Records:
◇ ◇ ◇ ◇

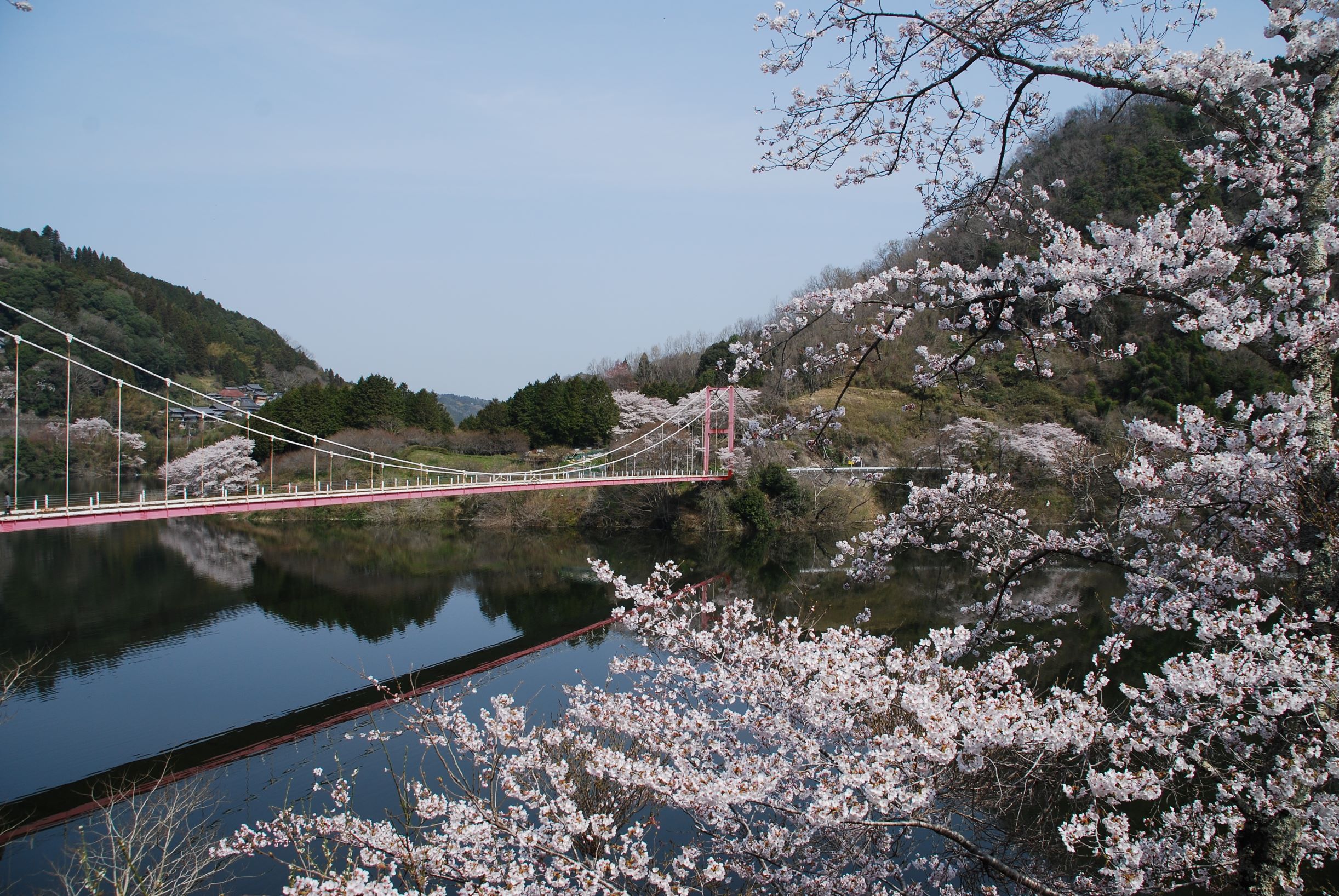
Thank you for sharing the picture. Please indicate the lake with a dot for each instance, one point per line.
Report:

◇ ◇ ◇ ◇

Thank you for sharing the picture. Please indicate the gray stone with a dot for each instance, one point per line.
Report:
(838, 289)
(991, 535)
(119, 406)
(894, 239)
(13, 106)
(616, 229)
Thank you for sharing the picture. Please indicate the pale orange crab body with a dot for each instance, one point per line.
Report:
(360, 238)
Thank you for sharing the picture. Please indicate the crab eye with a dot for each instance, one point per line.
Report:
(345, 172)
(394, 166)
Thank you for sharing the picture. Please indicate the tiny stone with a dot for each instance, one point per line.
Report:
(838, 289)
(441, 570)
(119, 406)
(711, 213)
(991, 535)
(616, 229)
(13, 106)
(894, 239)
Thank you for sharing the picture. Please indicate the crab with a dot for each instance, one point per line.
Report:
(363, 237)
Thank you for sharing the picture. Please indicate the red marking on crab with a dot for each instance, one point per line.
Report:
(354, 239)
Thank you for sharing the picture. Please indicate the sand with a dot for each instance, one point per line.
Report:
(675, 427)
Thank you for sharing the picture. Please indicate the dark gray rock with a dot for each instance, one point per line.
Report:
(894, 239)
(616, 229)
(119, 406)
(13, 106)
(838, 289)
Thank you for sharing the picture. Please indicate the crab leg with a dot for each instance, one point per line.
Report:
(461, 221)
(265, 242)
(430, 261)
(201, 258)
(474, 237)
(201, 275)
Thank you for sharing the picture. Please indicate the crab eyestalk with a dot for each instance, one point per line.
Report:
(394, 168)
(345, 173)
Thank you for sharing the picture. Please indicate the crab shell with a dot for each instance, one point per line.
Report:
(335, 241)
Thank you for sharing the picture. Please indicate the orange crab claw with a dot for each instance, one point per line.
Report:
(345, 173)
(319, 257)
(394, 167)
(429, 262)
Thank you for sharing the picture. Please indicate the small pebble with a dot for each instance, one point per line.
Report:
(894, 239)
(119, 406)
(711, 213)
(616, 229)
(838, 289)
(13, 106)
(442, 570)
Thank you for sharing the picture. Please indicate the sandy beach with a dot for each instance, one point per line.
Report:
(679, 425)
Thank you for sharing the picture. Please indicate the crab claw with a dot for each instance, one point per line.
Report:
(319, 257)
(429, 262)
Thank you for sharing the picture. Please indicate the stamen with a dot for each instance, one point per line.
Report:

◇ ◇ ◇ ◇

Problem to work on:
List every line of the records above that contains the string "gray", matching case exactly.

Exercise response:
Thank you for sharing the picture. Please indicate the gray stone with a dot for each instance, one point per line.
Thank you for sharing the picture. Please indicate the dark gray rock with a dot for each instance, one point per line.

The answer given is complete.